# Task prompt
Arrange the lines below as a Markdown table with the columns "Row" and "Line". Put each line in its own numbered row, skip blank lines, and leave the pictures out.

┌─ Records supplied

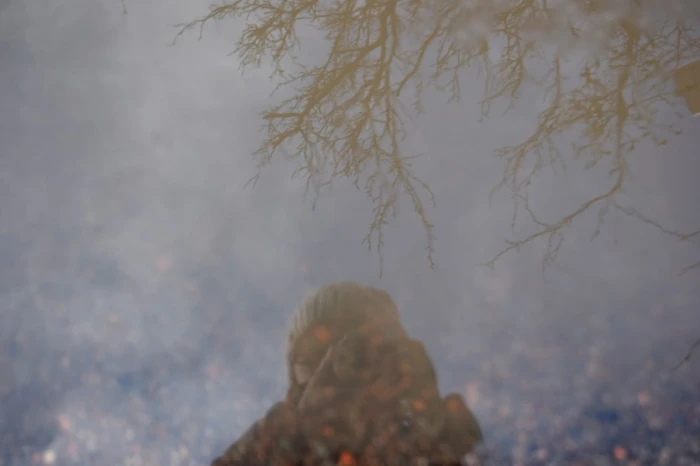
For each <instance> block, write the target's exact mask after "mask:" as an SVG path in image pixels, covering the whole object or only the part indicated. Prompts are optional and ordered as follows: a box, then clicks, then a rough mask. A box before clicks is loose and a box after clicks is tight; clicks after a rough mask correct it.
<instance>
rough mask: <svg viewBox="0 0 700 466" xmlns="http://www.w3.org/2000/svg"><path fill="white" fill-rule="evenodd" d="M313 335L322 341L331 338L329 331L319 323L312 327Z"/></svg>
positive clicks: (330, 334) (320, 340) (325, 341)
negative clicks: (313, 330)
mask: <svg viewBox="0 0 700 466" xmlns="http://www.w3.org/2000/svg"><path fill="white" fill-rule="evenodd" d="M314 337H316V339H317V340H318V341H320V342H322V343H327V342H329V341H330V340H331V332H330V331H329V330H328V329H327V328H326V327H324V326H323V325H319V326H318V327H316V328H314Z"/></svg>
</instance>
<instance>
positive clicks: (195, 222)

└─

# Solution
| Row | Line |
|---|---|
| 1 | For each <instance> block, write the target's exact mask after "mask:" as an SVG path in image pixels, covering the whole object or only the part indicated. Prompts are optional and ordered as follows: a box, then clicks, then a rough mask. A box before clicks is loose and a box after clicks is tight; clicks after a rough mask correct it. |
| 2 | <instance> |
| 3 | rough mask: <svg viewBox="0 0 700 466" xmlns="http://www.w3.org/2000/svg"><path fill="white" fill-rule="evenodd" d="M313 335L322 341L331 338L329 331L319 323L312 327Z"/></svg> |
| 4 | positive clicks: (330, 334) (320, 340) (325, 341) |
| 5 | negative clicks: (313, 330) |
| 6 | mask: <svg viewBox="0 0 700 466" xmlns="http://www.w3.org/2000/svg"><path fill="white" fill-rule="evenodd" d="M314 337H316V339H317V340H318V341H320V342H322V343H327V342H329V341H330V340H331V332H330V331H329V330H328V329H327V328H326V327H324V326H323V325H319V326H318V327H316V328H314Z"/></svg> |
| 7 | </instance> |
| 8 | <instance> |
| 9 | positive clicks: (195, 222) |